Public health guidelines dictated whether social work students could continue in their field placements, and this was an ever-changing landscape. In “COVID-19 and Social Work Field Education: A Descriptive Study of Students’ Experiences,” Davis and Mirick discuss field issues for bachelor’s of social work and master’s of social work (MSW) students in a nationwide survey conducted shortly after the pandemic was declared by the World Health Organization in March and April 2020. The experiences of students in field placement were broad and unique. Szczygiel and Emery-Fertitta report on how forced termination, parallel process, and shared trauma were experienced by students during this time in “Field Placement Termination During COVID 19: Lessons on Forced Termination, Parallel Process, and Shared Trauma.” Such challenges underscore the importance of effective social work leadership. In “Teaching Social Work Leadership and Supervision: Lessons Learned From On-Campus and Online Formats,” Vito and Schmidt Hanbidge provide strategies for delivering leadership and supervision training in online formats and discuss how this modality can be effectively used to further build leadership and supervision training during future educational disruptions or when trying to increase accessibility to such trainings moving forward. Finally, the administrative team of field educators who led our programs through the pandemic have learned valuable lessons. In the field note “Social Work Field Education in Quarantine: Administrative Lessons From the Field During a Worldwide Pandemic,” Melero, Hernandez, and Bagdasaryan utilize field notes from administrators in the field education department of a Hispanic-Serving Institution to provide recommendations to support student mental health and policy development of online delivery of social services.

- - - -

**Assigned task 1:** Translate this sentence from the passage on social work field education during COVID-19 into Spanish: "The experiences of students in field placement were broad and unique."
**Assigned task 2:** In the passage on social work field education during COVID-19, which authors use field notes from administrators in the field education department of a Hispanic-Serving Institution?
**Assigned task 3:** Proceed with the passage on social work field education during COVID-19, picking up right after its final sentence.
These lines come from a different source than the passage.

(Point localization data)
- - - -

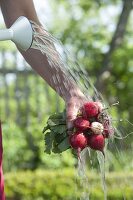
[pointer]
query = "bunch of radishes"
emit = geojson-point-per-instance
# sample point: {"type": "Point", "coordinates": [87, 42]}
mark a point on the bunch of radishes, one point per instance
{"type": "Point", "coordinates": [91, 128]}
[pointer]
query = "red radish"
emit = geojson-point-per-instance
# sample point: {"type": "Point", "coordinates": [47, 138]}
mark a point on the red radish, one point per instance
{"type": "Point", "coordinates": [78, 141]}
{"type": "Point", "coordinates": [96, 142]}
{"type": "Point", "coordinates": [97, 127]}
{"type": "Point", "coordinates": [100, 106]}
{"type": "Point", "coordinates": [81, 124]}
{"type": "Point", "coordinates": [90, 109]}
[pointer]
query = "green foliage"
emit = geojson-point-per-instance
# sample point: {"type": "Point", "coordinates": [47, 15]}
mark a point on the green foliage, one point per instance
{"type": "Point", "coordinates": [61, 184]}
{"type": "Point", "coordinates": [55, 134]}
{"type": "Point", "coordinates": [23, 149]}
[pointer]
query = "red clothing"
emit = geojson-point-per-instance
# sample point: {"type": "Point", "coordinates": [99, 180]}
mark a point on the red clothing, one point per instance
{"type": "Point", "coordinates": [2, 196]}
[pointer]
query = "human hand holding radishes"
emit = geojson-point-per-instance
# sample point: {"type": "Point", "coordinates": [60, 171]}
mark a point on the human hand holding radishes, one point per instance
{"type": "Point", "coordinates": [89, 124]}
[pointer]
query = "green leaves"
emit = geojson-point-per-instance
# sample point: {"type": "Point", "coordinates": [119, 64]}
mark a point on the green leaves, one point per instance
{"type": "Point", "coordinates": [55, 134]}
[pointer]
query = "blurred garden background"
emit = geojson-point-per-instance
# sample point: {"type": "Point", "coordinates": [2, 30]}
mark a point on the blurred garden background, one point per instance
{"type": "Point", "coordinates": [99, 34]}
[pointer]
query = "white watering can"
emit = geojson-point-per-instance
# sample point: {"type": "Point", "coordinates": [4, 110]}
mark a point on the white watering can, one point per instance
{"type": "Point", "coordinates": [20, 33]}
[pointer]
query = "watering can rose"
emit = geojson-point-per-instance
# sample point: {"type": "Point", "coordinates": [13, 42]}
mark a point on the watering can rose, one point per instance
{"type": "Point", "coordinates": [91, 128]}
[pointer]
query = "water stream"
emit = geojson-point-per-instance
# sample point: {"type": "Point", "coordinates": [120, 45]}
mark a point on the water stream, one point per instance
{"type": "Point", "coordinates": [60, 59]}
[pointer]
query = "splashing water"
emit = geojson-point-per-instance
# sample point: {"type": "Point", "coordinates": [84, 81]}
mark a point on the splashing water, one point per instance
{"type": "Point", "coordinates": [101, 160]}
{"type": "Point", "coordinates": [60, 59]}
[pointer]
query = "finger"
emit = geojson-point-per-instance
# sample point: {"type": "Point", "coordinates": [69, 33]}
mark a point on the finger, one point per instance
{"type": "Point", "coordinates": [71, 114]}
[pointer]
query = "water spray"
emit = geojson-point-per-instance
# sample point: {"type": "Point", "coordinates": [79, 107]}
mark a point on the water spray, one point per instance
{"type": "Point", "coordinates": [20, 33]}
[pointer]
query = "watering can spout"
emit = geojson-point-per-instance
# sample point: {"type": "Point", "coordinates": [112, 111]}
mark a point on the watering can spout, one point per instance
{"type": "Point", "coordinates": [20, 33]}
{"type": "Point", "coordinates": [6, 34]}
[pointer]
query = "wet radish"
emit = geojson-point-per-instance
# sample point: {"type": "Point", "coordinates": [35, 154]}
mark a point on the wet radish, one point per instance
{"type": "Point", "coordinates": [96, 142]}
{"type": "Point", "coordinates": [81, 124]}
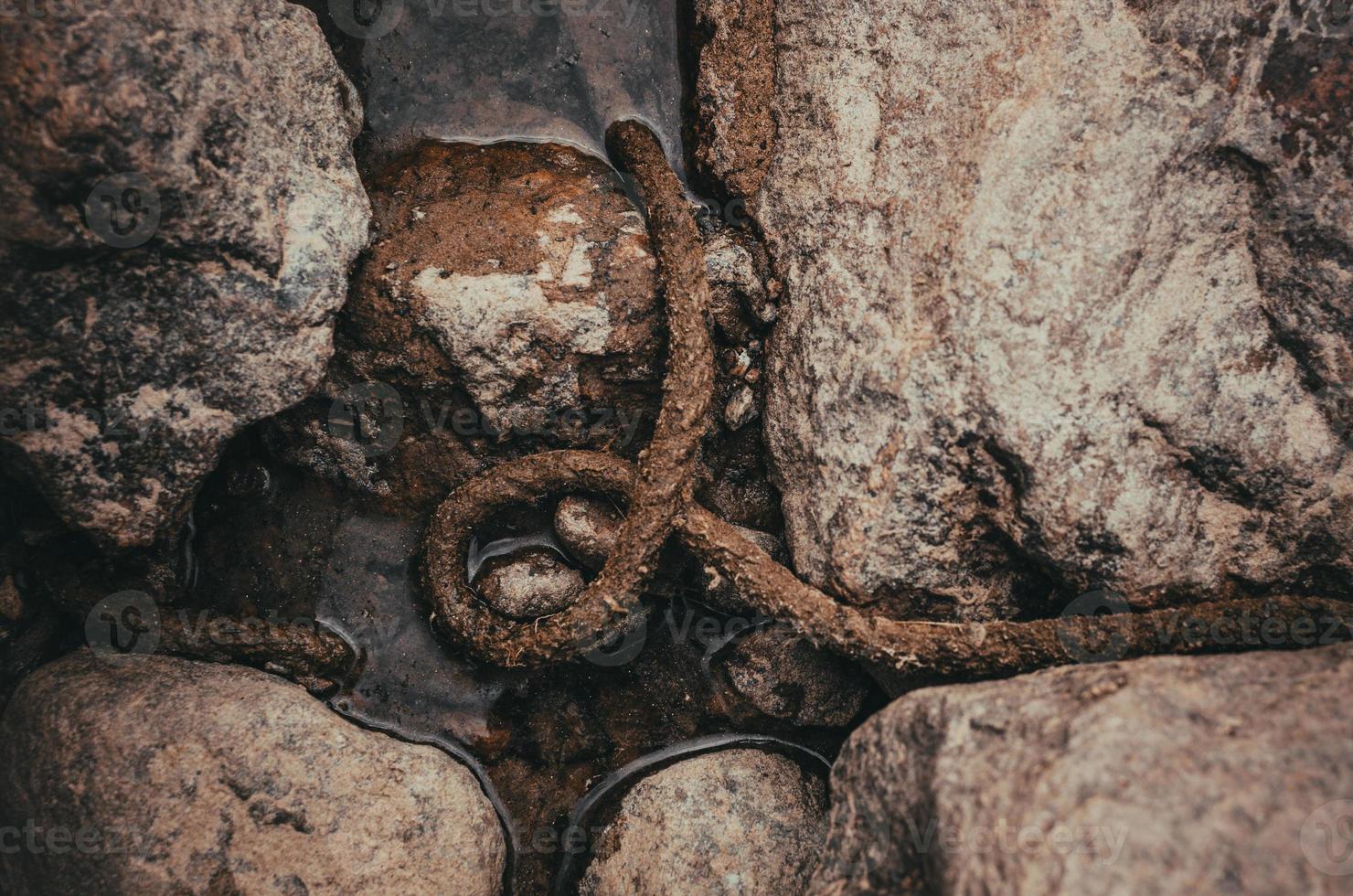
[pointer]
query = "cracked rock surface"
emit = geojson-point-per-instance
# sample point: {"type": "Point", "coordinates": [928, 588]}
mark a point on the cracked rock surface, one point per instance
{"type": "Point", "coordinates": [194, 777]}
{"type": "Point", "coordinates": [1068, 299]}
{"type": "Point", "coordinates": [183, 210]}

- - - -

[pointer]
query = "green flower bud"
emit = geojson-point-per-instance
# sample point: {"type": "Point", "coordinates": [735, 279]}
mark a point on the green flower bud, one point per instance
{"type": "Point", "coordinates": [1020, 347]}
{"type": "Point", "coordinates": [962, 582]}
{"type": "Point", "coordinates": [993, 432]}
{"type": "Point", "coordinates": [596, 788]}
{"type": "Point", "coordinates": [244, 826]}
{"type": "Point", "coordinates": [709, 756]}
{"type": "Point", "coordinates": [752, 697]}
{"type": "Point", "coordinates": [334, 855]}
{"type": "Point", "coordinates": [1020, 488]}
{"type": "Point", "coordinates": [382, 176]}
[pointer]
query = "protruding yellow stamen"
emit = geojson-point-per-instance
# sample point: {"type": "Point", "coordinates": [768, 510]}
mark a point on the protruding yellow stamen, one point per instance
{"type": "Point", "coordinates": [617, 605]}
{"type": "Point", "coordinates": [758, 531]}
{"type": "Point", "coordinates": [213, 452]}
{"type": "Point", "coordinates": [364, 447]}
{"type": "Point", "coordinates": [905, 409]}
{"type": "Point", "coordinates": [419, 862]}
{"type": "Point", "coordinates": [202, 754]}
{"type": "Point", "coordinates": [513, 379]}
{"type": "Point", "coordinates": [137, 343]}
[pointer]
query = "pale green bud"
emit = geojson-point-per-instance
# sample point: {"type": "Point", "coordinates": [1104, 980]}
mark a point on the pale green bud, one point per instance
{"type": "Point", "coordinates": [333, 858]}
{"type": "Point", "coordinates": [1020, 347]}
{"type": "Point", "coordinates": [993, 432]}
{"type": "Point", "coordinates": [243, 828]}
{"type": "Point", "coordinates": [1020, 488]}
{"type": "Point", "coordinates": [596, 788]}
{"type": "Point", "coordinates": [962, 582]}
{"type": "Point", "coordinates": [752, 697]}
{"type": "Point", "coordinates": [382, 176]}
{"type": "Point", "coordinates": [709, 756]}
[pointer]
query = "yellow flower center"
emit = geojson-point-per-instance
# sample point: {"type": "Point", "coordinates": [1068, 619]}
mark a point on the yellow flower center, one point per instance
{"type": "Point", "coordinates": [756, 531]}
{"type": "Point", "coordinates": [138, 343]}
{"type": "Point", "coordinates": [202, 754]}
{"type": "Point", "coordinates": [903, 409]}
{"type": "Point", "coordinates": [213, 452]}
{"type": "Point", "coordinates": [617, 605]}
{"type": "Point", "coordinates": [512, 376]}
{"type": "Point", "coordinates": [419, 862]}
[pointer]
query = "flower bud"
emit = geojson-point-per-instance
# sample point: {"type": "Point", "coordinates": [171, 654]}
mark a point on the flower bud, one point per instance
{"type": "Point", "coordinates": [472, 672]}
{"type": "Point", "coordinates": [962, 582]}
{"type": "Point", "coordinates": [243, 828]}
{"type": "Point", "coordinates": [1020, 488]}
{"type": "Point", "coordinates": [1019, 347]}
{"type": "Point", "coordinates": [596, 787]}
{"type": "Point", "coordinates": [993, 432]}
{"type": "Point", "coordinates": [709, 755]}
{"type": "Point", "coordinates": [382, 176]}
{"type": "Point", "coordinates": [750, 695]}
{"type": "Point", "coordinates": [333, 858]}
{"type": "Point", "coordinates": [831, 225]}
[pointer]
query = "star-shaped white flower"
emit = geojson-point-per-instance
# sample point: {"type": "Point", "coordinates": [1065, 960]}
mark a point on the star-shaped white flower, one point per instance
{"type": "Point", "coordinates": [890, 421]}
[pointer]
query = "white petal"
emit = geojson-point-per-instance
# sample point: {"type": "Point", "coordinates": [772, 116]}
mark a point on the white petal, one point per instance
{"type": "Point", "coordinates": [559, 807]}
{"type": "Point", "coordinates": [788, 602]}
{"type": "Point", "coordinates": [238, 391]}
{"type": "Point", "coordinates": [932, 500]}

- - - -

**Task response 1:** Las experiencias de los estudiantes en sus prácticas de campo fueron amplias y únicas.

**Task response 2:** Melero, Hernandez, and Bagdasaryan.

**Task response 3:**
Social work students have been the unsung heroes during this time, balancing a constant changing environment, stress from the pandemics, and home and life responsibilities that were consistently in flux. In “‘Nobody’s Failing at Going Through a Global Pandemic’: Lessons and Tensions in Social Work Education,” Paceley, Cole, Robinson, Carr, Jen, Riquino, Mitra, and Wright use in-depth interviews to uncover students’ experiences with loss of safety and balance of flexibility. Scheffert, Parrish, and Harris uncover issues around student stress, access to supports, and academic stress within the context of the pandemics in a cross-sectional survey of social work students in “Factors Associated With Social Work Students’ Academic Stress During the COVID-19 Pandemic: A National Survey.” Further, Perone discusses the multiple interpersonal roles of MSW students and fading boundaries between family and school environments and concerns over health, family, and larger community concerns during the pandemic in “Surviving the Semester During COVID-19: Evolving Concerns, Innovations, and Recommendations.”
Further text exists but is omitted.